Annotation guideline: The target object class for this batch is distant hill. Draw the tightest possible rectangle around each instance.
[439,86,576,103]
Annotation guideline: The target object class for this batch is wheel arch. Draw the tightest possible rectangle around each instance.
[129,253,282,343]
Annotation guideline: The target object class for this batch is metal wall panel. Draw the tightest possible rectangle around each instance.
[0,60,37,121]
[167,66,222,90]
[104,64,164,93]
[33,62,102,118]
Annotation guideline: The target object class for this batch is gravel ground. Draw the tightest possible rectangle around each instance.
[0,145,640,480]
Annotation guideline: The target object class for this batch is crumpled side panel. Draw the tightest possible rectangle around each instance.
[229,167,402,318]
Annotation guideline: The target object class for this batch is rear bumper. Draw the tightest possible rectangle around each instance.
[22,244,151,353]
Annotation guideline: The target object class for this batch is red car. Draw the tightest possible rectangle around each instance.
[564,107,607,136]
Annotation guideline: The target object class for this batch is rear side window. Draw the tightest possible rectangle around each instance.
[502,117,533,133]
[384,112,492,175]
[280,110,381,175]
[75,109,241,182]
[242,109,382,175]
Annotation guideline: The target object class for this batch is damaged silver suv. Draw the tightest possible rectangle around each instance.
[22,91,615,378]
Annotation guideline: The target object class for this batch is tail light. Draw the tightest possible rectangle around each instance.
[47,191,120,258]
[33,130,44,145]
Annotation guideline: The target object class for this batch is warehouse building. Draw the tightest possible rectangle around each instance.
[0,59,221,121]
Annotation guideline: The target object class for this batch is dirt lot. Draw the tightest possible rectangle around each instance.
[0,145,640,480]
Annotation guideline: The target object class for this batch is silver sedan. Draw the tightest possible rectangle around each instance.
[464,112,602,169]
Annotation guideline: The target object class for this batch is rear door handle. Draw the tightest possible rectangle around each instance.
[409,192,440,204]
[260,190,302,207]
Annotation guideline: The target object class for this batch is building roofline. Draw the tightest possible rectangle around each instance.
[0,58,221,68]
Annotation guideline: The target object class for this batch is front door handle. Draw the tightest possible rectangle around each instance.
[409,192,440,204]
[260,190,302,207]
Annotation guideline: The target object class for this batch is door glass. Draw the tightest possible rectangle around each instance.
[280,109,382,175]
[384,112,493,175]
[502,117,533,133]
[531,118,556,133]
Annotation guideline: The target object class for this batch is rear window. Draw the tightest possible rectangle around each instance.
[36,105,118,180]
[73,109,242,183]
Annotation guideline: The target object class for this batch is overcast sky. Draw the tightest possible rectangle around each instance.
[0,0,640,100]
════
Ziel
Übertrage die Zeilen der Daten von der Zeile mit „is rear door“ bis zur Zeile mit „[73,109,242,183]“, beide eingeschlossen, in eine nummerierte Liste. Lass dabei Leerzeilen weg.

Vollständige Antwort
1. Annotation guideline: The target object class for this batch is rear door handle. Draw the tightest possible rectangle around each instance.
2. [409,192,440,204]
3. [260,190,302,207]
4. Annotation guideline: The target object class for this batch is building roofline. Draw the tightest possible rectangle around each instance.
5. [0,58,221,68]
6. Annotation guideline: The target object class for this batch is front door handle. Draw the tightest possible rectangle around each instance.
7. [409,192,440,204]
8. [260,190,302,207]
9. Annotation guideline: The target object class for this batch is door glass. Draw the tightest possible rectangle around each instance.
10. [280,109,382,175]
11. [384,112,493,175]
12. [502,117,533,133]
13. [531,118,556,133]
14. Annotation guideline: The target object class for this batch is rear window. Draw the tightest possible rectangle around each instance.
15. [36,105,118,180]
16. [73,109,242,183]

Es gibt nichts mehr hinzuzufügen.